→ EXERCISE AIM:
Provide the entries once more, identical in every word.

Data items

==========

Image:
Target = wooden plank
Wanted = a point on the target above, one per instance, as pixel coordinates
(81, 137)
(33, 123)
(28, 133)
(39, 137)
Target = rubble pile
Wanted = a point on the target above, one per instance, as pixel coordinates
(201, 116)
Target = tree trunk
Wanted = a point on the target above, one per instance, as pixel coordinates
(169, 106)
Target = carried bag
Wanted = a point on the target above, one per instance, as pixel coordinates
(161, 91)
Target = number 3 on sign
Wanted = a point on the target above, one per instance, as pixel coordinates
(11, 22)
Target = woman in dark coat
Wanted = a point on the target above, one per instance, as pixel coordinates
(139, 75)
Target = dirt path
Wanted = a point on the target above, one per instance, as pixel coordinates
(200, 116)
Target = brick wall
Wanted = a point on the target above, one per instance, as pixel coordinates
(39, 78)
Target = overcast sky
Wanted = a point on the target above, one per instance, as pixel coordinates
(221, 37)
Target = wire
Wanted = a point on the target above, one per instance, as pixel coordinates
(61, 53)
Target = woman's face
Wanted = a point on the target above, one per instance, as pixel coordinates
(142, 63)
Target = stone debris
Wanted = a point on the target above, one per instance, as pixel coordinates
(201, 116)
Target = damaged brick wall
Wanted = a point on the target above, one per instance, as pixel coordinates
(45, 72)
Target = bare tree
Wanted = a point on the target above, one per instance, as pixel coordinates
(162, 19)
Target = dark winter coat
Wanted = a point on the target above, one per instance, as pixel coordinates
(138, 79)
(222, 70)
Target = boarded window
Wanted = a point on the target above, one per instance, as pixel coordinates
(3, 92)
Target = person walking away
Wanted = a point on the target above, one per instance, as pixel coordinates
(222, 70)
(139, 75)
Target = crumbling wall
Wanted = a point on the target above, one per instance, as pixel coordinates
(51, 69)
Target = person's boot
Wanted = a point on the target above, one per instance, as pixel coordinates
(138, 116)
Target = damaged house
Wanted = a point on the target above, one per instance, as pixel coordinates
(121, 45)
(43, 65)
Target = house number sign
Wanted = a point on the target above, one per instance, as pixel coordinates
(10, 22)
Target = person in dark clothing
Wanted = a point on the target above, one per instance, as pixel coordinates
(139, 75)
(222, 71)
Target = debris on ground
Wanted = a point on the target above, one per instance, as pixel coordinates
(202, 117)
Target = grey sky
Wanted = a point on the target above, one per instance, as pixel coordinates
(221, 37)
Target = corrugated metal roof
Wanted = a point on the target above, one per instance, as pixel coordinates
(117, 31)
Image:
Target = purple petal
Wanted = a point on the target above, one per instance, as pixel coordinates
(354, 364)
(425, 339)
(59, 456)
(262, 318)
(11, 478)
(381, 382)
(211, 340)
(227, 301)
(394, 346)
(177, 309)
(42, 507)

==========

→ SOLUTION TO THIS PROBLEM:
Image:
Target = wooden plank
Wanted = a point on the target above, one per instance, as pixel coordinates
(81, 137)
(33, 123)
(28, 133)
(39, 137)
Target = rubble pile
Wanted = a point on the target above, one per instance, as pixel coordinates
(201, 116)
Target = tree trunk
Wanted = a point on the target above, one per instance, as pixel coordinates
(169, 106)
Target = carried bag
Wanted = a point on the target above, one per instance, as pixel coordinates
(161, 91)
Target = number 3 on sign
Wanted = a point on the target above, one per instance, as pixel coordinates
(11, 22)
Target = woman in dark coat
Wanted = a point on the target above, one per instance, as pixel coordinates
(139, 75)
Target = dirt path
Wanted = a point on the target above, one per instance, as pixel coordinates
(200, 116)
Target = brick wall
Wanted = a point on the target above, one per instance, as pixel coordinates
(39, 78)
Target = overcast sky
Wanted = a point on the target above, one per instance, as pixel coordinates
(221, 37)
Target = wire
Wanted = a point on the target above, one per instance, as pixel coordinates
(61, 53)
Target = woman's face
Wanted = a point on the target above, one per instance, as pixel coordinates
(142, 63)
Target = stone debris
Wanted = a point on the target above, one per instance, as pixel coordinates
(201, 116)
Target = damaged brick wall
Wanted = a point on the target above, one per instance, as pixel coordinates
(45, 72)
Target = bare tree
Wanted = a point on the target above, one per instance, as pixel coordinates
(162, 19)
Target = dark winter coat
Wanted = a point on the target above, one per instance, as pixel coordinates
(138, 79)
(222, 70)
Target = boarded window
Wanted = a point on the target above, one per instance, as pixel coordinates
(3, 92)
Target = person walking away
Wanted = a point on the target above, one per instance, as pixel coordinates
(222, 70)
(139, 75)
Target = crumbling wall
Wanted = a point on the target above, one per instance, as pixel coordinates
(51, 69)
Target = person's boot
Wanted = a point on the target above, one per instance, as pixel coordinates
(138, 116)
Target = damaged house
Wanted = a point on the target above, one per instance, as pixel coordinates
(121, 45)
(43, 65)
Target = house number sign
Wanted = a point on the target above, one per instance, as pixel coordinates
(10, 22)
Target = person in dark clothing
Wanted = a point on the target above, one per instance, as pixel coordinates
(139, 75)
(222, 71)
Target = debris on ground
Wanted = a point on the target above, one per instance, as pixel coordinates
(202, 117)
Target = grey sky
Wanted = a point on the target above, one per instance, as pixel coordinates
(221, 37)
Target = corrugated metal roof
Wanted = a point on the target above, one per instance, as pixel coordinates
(117, 31)
Image:
Target = purple petal
Wanted = a point on the target above, one per instance, as pixel coordinates
(354, 364)
(425, 339)
(59, 456)
(262, 318)
(11, 478)
(381, 382)
(211, 340)
(227, 301)
(394, 346)
(177, 309)
(42, 507)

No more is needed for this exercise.